▶ **Required actions**
a - List every international soccer tournament mentioned by name in the MLS Matchday 20 article.
b - Reproduce the MLS Matchday 20 article verbatim, starting from "This scheduling conflict" up to and including "the Gold Cup.".
c - Carry the MLS Matchday 20 article forward from the point where it stops.

▶ **Passage provided**
========================================================================

Tucked between the Nations League final and Gold Cup kicking off, MLS Matchday 20 found a way to keep fans excited. The early games brought the heat while the late-night slate kept the stove warm on a day packed with goals despite stars across the league missing out. 

5 takeaways from MLS Matchday 20

#1. MLS will play during the Gold Cup

Just as we get to the meat of the MLS season, the league is playing games without the butter sauce. With the CONCACAF Gold Cup just days away, 40 players across 17 teams are listed as either “out” or “questionable,” citing “International Duty.” As a result, teams are forced to field weaker lineups for high-stakes games that could have massive playoff implications. 

This scheduling conflict is a common gripe with America’s first division. With a counter-culture regular season that calls the summer home, there will inevitably be issues with international tournaments like the World Cup, Copa América and, naturally, the Gold Cup. 

The problem is that the league cannot accommodate a month-long tournament featuring teams from North America and the best players from MLS. Oh wait, there is a tournament that the league is stopping play for? And it's during the summer? Fascinating. 

#2. Vanzeir’s first goal since returning from suspension

On Apr. 9 at Red Bull Arena, MLS had the opportunity to take a stand. Dante Vanzeir, a 25-year-old Belgian forward playing for New York, was alleged to have racially abused a Black player on the San Jose Earthquakes. The player was not removed from the game and following a nearly 20-minute break in play, the match restarted as if nothing had happened.

Something had happened, though. In the following days, Vanzeir admitted to using a racial slur and apologized to the Earthquakes players, his teammates, coaches, the organization and the fans. As punishment, the league handed him a six-game suspension. 

Just over a month later, he was back on the field as New York beat Montréal at home, but his form did not join him. The Red Bulls’ designated player failed to register either a goal or assist in his first four games until he finally found the back of the net against Charlotte on Wednesday. There was no celebration, no relief, a moment devoid of all emotion aside from urgency as he turned around and ran back to his own half. 

MLS chose not to post the goal on its social media, despite it proving crucial as his side went on to equalize just five minutes later. Make of that what you will.

========================================================================

▶ **Supplied entries**
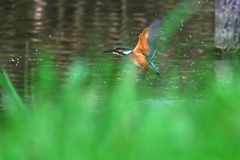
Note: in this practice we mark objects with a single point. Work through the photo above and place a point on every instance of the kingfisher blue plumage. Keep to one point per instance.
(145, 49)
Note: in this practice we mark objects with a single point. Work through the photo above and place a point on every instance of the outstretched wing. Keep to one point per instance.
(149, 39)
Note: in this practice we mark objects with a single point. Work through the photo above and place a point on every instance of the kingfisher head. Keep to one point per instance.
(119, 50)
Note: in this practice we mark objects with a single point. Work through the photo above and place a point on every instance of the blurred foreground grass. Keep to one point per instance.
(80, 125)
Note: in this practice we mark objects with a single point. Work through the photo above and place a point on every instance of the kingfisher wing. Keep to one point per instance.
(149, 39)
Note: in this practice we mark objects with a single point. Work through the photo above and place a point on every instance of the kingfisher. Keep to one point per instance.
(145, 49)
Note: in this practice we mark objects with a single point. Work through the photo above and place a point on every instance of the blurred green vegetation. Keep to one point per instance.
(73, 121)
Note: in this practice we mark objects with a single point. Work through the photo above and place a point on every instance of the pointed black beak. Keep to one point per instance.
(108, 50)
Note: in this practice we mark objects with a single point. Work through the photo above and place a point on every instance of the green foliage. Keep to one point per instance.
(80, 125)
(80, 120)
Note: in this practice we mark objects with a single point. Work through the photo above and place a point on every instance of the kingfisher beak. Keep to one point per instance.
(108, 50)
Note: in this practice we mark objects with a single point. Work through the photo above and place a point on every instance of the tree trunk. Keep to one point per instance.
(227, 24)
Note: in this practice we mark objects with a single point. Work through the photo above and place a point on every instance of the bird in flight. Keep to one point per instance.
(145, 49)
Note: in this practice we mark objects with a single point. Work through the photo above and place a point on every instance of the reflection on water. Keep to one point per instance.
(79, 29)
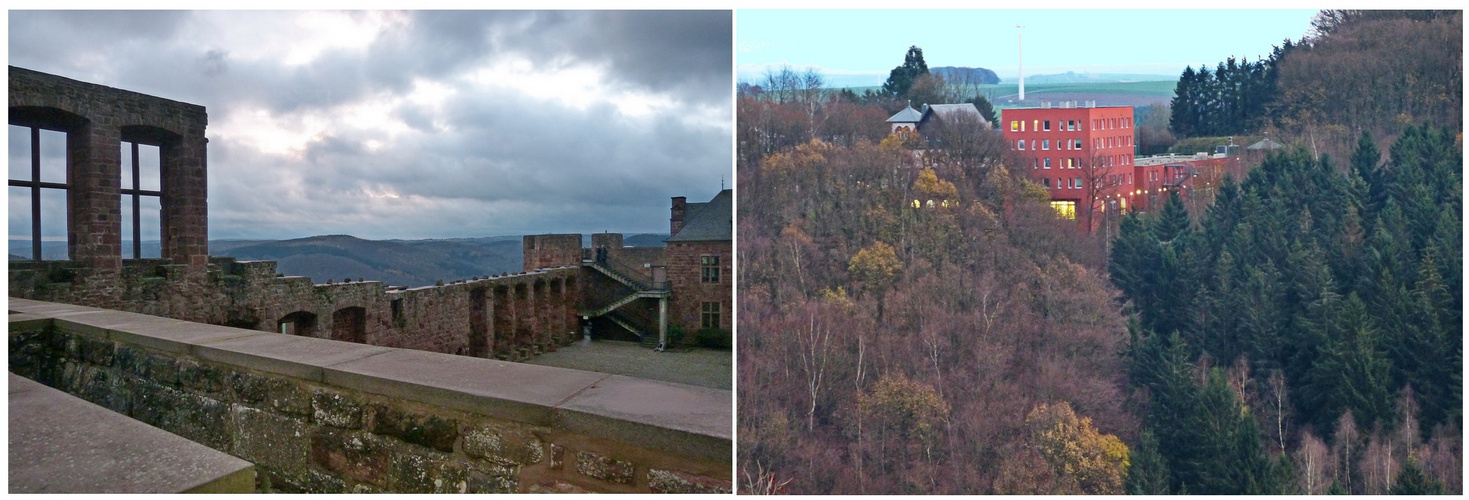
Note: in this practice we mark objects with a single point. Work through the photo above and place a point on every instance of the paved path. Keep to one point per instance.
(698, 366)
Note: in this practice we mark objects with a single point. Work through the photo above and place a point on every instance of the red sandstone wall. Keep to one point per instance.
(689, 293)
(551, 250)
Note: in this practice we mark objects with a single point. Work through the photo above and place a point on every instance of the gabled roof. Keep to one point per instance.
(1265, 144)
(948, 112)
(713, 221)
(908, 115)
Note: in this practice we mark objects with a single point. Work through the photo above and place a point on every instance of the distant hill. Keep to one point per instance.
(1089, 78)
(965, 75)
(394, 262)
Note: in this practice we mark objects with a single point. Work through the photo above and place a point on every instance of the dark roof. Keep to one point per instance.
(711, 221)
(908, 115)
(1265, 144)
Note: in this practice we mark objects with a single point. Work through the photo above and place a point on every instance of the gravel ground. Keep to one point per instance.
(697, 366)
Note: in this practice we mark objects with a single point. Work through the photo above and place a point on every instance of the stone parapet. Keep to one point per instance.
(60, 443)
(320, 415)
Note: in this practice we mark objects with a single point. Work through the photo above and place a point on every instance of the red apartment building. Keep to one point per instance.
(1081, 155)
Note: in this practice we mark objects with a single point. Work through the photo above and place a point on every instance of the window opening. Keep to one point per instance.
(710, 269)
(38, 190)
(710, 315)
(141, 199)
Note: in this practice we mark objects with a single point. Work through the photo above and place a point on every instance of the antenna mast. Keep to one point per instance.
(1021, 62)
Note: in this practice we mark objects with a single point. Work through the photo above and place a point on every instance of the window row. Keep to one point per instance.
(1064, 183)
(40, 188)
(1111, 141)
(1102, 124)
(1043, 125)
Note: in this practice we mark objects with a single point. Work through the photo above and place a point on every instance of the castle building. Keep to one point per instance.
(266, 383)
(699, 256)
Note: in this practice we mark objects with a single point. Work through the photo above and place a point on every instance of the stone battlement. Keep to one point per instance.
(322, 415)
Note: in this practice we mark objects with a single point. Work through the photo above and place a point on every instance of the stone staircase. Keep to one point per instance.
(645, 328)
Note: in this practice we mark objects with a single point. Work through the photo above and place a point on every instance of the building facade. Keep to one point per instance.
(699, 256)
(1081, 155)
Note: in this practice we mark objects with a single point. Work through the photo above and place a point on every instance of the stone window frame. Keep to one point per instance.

========================================================================

▶ **Answers to the tasks**
a -
- Nations League
- CONCACAF Gold Cup
- World Cup
- Copa América

b -
This scheduling conflict is a common gripe with America’s first division. With a counter-culture regular season that calls the summer home, there will inevitably be issues with international tournaments like the World Cup, Copa América and, naturally, the Gold Cup.

c -
#3. Magic in Orlando

Deep down in most MLS fans is a love of chaos. Pure, unadulterated pandemonium. Orlando’s meeting with Philadelphia filled that need and kept both fans and neutrals alike on the edge of their seat for the entire 90 minutes. Orlando has struggled at home this season while the Union, whose four-game win streak had just been ended by San Jose, were hoping to return to winning ways. 

First and foremost, we have to start with Duncan McGuire, who scored in his second straight game with a determined finish to give the hosts the lead after 13 minutes. The 22-year-old from Omaha, Nebraska, has been in spectacular form this season scoring five goals in 417 minutes. 

McGuire was picked sixth overall in the MLS SuperDraft last year after an incredible college campaign with Creighton University in which he won the Hermann Trophy (awarded to the best college soccer player of the year) and finished as the nation’s top scorer with 23 goals in 24 appearances. That incredible season has continued into his new professional career and this still looks to be just the beginning for Big Dunc. 

The sides exchanged goals around the hour mark before the most unlikely of heroes popped up to steal a point at the death.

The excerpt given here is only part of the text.